** Start of Data provided **

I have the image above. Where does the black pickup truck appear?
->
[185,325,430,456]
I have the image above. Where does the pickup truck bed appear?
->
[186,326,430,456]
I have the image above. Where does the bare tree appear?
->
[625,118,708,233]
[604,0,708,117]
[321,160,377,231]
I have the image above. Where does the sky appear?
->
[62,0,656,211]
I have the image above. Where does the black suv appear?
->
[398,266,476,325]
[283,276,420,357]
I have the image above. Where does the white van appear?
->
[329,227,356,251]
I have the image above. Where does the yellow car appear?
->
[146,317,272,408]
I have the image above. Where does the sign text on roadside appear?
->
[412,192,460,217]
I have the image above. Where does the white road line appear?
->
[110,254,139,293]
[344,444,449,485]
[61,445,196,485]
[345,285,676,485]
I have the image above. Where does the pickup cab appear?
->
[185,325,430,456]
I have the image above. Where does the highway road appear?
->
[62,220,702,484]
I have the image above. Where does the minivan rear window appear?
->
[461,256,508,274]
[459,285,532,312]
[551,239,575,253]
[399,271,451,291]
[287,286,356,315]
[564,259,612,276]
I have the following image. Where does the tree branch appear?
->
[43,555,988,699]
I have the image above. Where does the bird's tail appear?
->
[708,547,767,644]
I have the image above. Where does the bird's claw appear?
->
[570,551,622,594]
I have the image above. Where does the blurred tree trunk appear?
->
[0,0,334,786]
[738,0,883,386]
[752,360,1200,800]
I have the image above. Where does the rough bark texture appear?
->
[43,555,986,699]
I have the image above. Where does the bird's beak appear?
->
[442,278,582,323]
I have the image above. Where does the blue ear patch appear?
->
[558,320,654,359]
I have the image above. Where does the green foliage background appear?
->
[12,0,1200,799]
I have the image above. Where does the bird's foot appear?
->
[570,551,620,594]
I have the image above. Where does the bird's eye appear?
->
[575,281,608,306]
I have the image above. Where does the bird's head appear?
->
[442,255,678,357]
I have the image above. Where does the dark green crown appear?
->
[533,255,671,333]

** End of Data provided **

Arrange every line of the records above as a Markdown table with the columns No. and Line, numbering each row and omitting blank lines.

| No. | Line |
|---|---|
| 1 | I have the image above. Where does the black pickup truck appear? |
| 2 | -> |
| 3 | [185,325,430,456] |
| 4 | I have the image above. Where does the pickup truck bed appear? |
| 5 | -> |
| 6 | [186,326,430,456] |
| 7 | I have the image above. Where does the bare tree appear? |
| 8 | -> |
| 9 | [625,118,708,233] |
| 10 | [604,0,708,117] |
| 11 | [321,160,377,231] |
| 12 | I have the image above. Where does the sky appear? |
| 13 | -> |
| 14 | [62,0,656,211] |
| 15 | I have the image above. Where does the black suv appear? |
| 16 | -> |
| 17 | [398,266,476,325] |
| 18 | [283,276,420,357] |
| 19 | I have the image above. Where does the white van appear? |
| 20 | -> |
| 21 | [329,227,356,251] |
| 22 | I have the image above. Where does the yellow car appear? |
| 23 | -> |
| 24 | [146,317,272,408] |
| 25 | I have the image above. Where does the sign text on roadside appear? |
| 26 | -> |
| 27 | [412,192,460,217] |
| 28 | I have the image above. Where does the white road line appear? |
| 29 | -> |
| 30 | [110,254,139,293] |
| 31 | [344,444,449,485] |
| 32 | [61,445,196,485] |
| 33 | [345,285,676,485] |
| 34 | I have the image above. Where does the pickup cab appear? |
| 35 | -> |
| 36 | [185,325,430,456] |
| 37 | I have the image above. Where does the highway road appear? |
| 38 | -> |
| 39 | [62,220,702,484] |
| 40 | I have the image above. Where does the minivan rear window appear? |
| 41 | -> |
| 42 | [461,256,508,274] |
| 43 | [459,285,532,312] |
| 44 | [551,239,575,253] |
| 45 | [399,271,451,291] |
| 46 | [287,286,356,315] |
| 47 | [564,259,612,276] |
| 48 | I have the following image. Where does the tree branch appear? |
| 49 | -> |
| 50 | [43,555,988,699] |
| 51 | I have the image above. Where does the bird's tail appear? |
| 52 | -> |
| 53 | [708,547,767,644] |
| 54 | I have the image above. Where does the bird's claw appear? |
| 55 | -> |
| 56 | [570,551,622,594] |
| 57 | I have the image above. Where does the blurred tree trunk appear? |
| 58 | -> |
| 59 | [0,0,334,786] |
| 60 | [738,0,883,386] |
| 61 | [752,360,1200,800] |
| 62 | I have the image above. Where does the rough bark texture appear? |
| 63 | -> |
| 64 | [43,555,986,699] |
| 65 | I have the image above. Where does the bird's beak appear? |
| 66 | -> |
| 67 | [442,278,582,323] |
| 68 | I have the image above. Where does the blue ear patch appear? |
| 69 | -> |
| 70 | [558,320,654,359] |
| 71 | I have the image above. Where does the green foliage background appear? |
| 72 | -> |
| 73 | [12,0,1200,799] |
| 74 | I have the image above. Where does the bird's foot appear? |
| 75 | -> |
| 76 | [570,551,620,594] |
| 77 | I have the image above. Where does the bird's eye appear? |
| 78 | -> |
| 79 | [575,281,608,306] |
| 80 | I have the image above. Where does the bird's head appear? |
| 81 | -> |
| 82 | [442,255,678,357] |
| 83 | I have the image above. Where does the dark green crown appear? |
| 84 | -> |
| 85 | [533,255,671,333] |